• _Given passage_
○ ○ ○
Posted on 08/03/2015 4:39:13 AM PDT by Zhang Fei

A California academic whose criticisms of science behind the nation’s most expensive diesel emissions rules has won a legal victory and effectively erased his termination.

James Enstrom, an epidemiologist and researcher at UCLA for 35 years, learned last week he had won $140,000 and retains his ability to keep an office and use laboratory facilities on campus. He’ll also have the ability to gain an appointment to perform additional research.

“It’s gratifying to get any kind of decision against the university,” Enstrom told Land Line Magazine by telephone Monday. “It’s really a brutal process. They go out of their way to crush anyone that contests their agenda.”

In 2009, Enstrom was notified that his appointment as a researcher was under review. By 2010, Enstrom was told he had been let go because his research “is not aligned with the academic mission of the Department,” court documents say.

Enstrom, who sued UCLA over the firing in 2012, has been a thorn in the side of state air regulators for years.

In 2002, he began a study examining the relationship between particulate matter 2.5 (PM2.5) and mortality in California. Published in 2005, his findings saw no relationship between PM2.5 and total mortality in the state – “representing the largest and most detailed study of the relationship between PM2.5 and total mortality in California that has been published in a peer-reviewed journal,” his lawsuit stated.

Enstrom’s position on particulate matter put him at odds with most colleagues at UCLA. In December 2008, only months after then UCLA law professor Mary Nichols was appointed to serve as CARB Chairman, Enstrom issued a series of public criticisms of the science used by CARB to justify diesel regulations.
○ ○ ○
(Collected data)
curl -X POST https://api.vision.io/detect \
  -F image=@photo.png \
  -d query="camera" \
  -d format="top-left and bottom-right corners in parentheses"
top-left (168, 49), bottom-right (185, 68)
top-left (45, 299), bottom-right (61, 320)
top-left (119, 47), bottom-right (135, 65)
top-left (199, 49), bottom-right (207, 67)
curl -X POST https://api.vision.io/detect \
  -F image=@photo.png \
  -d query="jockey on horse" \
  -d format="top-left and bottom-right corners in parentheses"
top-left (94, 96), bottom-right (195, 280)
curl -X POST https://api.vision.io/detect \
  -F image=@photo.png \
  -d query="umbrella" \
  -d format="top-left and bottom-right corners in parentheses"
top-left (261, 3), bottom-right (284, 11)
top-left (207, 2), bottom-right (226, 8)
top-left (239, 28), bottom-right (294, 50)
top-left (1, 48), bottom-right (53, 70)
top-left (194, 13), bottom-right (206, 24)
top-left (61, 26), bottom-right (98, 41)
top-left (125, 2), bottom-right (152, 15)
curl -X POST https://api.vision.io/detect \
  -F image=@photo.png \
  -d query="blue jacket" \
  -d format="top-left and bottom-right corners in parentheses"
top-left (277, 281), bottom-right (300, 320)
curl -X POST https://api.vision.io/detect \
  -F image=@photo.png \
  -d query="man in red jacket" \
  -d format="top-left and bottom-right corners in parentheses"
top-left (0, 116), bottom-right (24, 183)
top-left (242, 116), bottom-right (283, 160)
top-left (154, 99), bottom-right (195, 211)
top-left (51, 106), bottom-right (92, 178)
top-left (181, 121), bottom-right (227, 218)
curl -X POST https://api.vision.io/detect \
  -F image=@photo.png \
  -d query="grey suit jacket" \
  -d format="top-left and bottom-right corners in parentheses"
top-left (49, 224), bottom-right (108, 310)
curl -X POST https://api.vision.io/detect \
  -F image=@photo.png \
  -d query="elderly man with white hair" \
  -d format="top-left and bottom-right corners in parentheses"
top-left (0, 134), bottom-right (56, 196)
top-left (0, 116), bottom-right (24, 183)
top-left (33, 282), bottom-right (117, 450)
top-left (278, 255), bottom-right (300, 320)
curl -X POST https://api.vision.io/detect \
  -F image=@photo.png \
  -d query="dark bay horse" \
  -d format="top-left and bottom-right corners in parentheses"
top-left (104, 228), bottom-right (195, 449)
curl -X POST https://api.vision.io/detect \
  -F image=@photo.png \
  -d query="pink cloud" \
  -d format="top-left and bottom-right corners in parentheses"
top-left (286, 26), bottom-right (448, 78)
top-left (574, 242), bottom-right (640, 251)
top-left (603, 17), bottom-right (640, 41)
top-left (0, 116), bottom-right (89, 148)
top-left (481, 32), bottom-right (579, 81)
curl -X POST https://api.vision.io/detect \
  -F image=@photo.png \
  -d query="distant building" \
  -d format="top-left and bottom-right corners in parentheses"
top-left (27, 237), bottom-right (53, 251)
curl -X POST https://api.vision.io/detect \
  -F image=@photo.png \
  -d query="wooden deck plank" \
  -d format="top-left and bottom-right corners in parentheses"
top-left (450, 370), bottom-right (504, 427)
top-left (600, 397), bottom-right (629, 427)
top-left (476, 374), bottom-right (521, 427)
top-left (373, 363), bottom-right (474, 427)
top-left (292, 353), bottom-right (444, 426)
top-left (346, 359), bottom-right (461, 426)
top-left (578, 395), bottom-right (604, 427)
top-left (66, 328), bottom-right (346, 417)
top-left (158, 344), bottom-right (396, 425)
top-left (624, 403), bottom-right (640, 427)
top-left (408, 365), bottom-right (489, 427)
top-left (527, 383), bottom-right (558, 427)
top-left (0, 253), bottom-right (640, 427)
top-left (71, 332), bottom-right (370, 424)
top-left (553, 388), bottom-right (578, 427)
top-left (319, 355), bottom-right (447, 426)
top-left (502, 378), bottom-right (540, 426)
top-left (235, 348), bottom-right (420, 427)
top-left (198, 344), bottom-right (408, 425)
○ ○ ○
• _Exercise 1_
Return the part of the article on James Enstrom's dispute with UCLA starting with "In 2002, he" and going on through "justify diesel regulations.".
• _Exercise 2_
Resume the article on James Enstrom's dispute with UCLA, picking up right after its last sentence.

• _Task response 1_
In 2002, he began a study examining the relationship between particulate matter 2.5 (PM2.5) and mortality in California. Published in 2005, his findings saw no relationship between PM2.5 and total mortality in the state – “representing the largest and most detailed study of the relationship between PM2.5 and total mortality in California that has been published in a peer-reviewed journal,” his lawsuit stated.

Enstrom’s position on particulate matter put him at odds with most colleagues at UCLA. In December 2008, only months after then UCLA law professor Mary Nichols was appointed to serve as CARB Chairman, Enstrom issued a series of public criticisms of the science used by CARB to justify diesel regulations.

• _Task response 2_
Enstrom also alleged serious unethical conduct by Nichols and then UCLA faculty member John Froines – chairman of the state Scientific Review Panel. Enstrom pointed out that multiple members of the review panel had served too many terms and said they had damaged a fundamental tenet of the peer review process. Froines and other members were removed around 2010.

Many truckers likely remember CARB’s Hien Tran scandal.

Tran, who was lead author of CARB’s report on PM2.5 and premature death – research used to justify the Truck and Bus Regulation – was suspended after Enstrom pointed out Tran hadn’t earned a Ph.D. from the University of California-Davis as Tran had claimed. Tran later admitted to paying $1,000 for the Ph.D. from an Internet diploma mill in New York.

Enstrom said the university powers seemed to be interested most in squelching disagreement that would rock the boat.

“There is really an effort here in California to crush dissent,” he said. “I managed to beat it back to some extent, but it basically still continues. They just don’t stop. They didn’t volunteer anything, and they fought every single thing my lawyers asked for. It’s really dangerous, in my view, the way the EPA and CARB are functioning.”

Enstrom’s lawsuit had been slated for trial beginning in November 2014. A few weeks before the trial date, however, the two sides reached an informal agreement that took an additional four months to make official.

As for his lawyers, Enstrom praised the efforts of the American Center for Law and Justice, a Washington D.C.-based law firm that took on his case pro bono.

“It was a miracle that I was able to fight with any kind of lawsuit at all,” he said. “There wouldn’t have been a lawsuit if they hadn’t taken it on. I’m really grateful.”

In a column posted both at the ACLJ site and National Review magazine, an ACLJ attorney hailed the victory over the Enstrom’s ideology driven firing.

“Dr. Enstrom’s victory comes at a critical time, reminding the public that the scientific establishment is hardly infallible,” wrote ACLJ attorney David French. “It shouldn’t take an act of job-risking courage to bring transparency and honesty to science. … Here’s hoping that with more victories like Dr. Enstrom’s, universities will learn that censorship is expensive. Protecting academic freedom may lead to less scientific consensus, but it will certainly lead to greater integrity.”

Maintaining an office on UCLA’s campus was important to Enstrom. As attorneys hammered out the legal agreement between last fall and March, the epidemiologist wanted to ensure he could continue to collaborate with other scientists using the state university system’s vast resources.

Further battles are to be fought.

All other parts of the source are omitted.